Work instructions —
**1.** From the argparse discussion below, copy the part that opens with the words containing "If we wanted" and closes with "name for it).", word for word.
**2.** In the argparse discussion below, what argument do the proposed -x / --exclusive flags take?
**3.** Translate this sentence from the argparse discussion below into Spanish: "The fish_opt function would produce the DSL string."

Document passage —
________
If we wanted to do both, we could add a fish_opt function that had a more descriptive syntax, then use it like this:

fish_getopt --options (fish_opt --short h --long help [--long-only] [--required] [--multi]) (fish_opt --short l --long list ...) ...

The fish_opt function would produce the DSL string.

@krader1961
Copy link
Contributor Author

Not a fan of that idea, @zanchey. While we don't want fish script to be as terse as a typical Perl program I think the level of verbosity you're proposing actually hinders comprehension once you have more than one option. Take a look at the PR I opened which includes a couple of functions converted to the new argparse command (I decided I didn't like my original name for it).

@krader1961
Copy link
Contributor Author

Having said that I'm not opposed to implementing a fish_opt command that produces the DSL as output. I don't think I would recommend it over just writing the DSL specs by hand since 99% of the use cases involve just two patterns: boolean vars and vars that require exactly one value. With both types of vars having a short and long flag. That is, h/help and m/mode: are going to be practically the only two styles of option spec you're ever likely to see. The other variations are there solely for parity with what we can do using wgetopt_long() from builtin commands.

Also, I think this pattern is preferable to trying and put it all on one command line:

set -l options (fish_opt --short h ...)
set options $options (fish_opt --short p --long print ...)
argparse $options -- $argv
or return

@krader1961 krader1961 changed the title implement fish_getopt function implement fish_getopt (or argparse) command Jul 10, 2017
@krader1961
Copy link
Contributor Author

I implemented a fish_opt function and in the process found that an assert() I had in the C++ code was incorrect. Updated PR in a few minutes that includes the fix for the argparse C++ code and a fish_opt implementation.

@krader1961
Copy link
Contributor Author

@faho raised a couple of points in this comment on PR #4204 that are better addressed here.

I have two concerns:

The first is how this would deal with incompatible options - see e.g. our abbr function, which takes options like "--add" and "--remove". These currently cannot be specified simultaneously, so if two of them are given it should be an error. Of course it's possible to do something like set -q _flag_add; and set -q _flag_remove, but that doesn't scale particularly well. Is there a possible addition here to make that easier?

I guess the question is how often does this pattern occur in fish functions? Obviously it does occur. For example, you'll also find it in the fish_opt function I added last night to that PR in response to @zanchey's suggestion above. A related pattern is where at least one of several flags must be present. Do these occur often enough to warrant complicating the argparse implementation? Yes for the first case. Maybe for the second.

I propose -x / --exclusive flags that take an argument of comma separated short or long flags that are mutually exclusive. It can be used more than once to define multiple sets of mutually exclusive flags.

We could also add a -m / --mandatory flag that also takes a comma separated list of short or long flags at least one of which must be specified. But I'm going to defer doing that since this is harder to justify.
________
Given information —
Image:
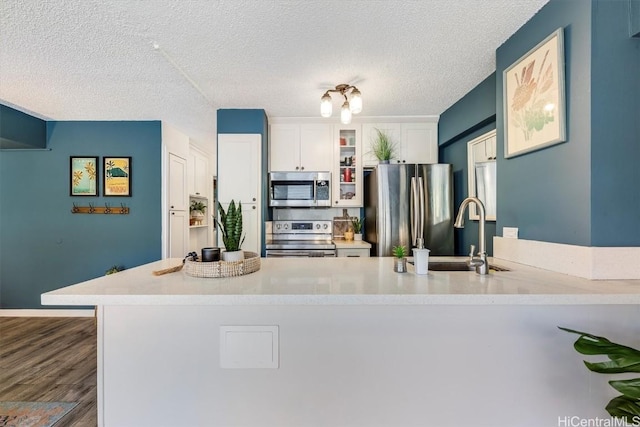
________
Completed exercise —
**1.**
If we wanted to do both, we could add a fish_opt function that had a more descriptive syntax, then use it like this:

fish_getopt --options (fish_opt --short h --long help [--long-only] [--required] [--multi]) (fish_opt --short l --long list ...) ...

The fish_opt function would produce the DSL string.

@krader1961
Copy link
Contributor Author

Not a fan of that idea, @zanchey. While we don't want fish script to be as terse as a typical Perl program I think the level of verbosity you're proposing actually hinders comprehension once you have more than one option. Take a look at the PR I opened which includes a couple of functions converted to the new argparse command (I decided I didn't like my original name for it).

**2.** A comma separated list of short or long flags that are mutually exclusive.

**3.** La función fish_opt produciría la cadena DSL.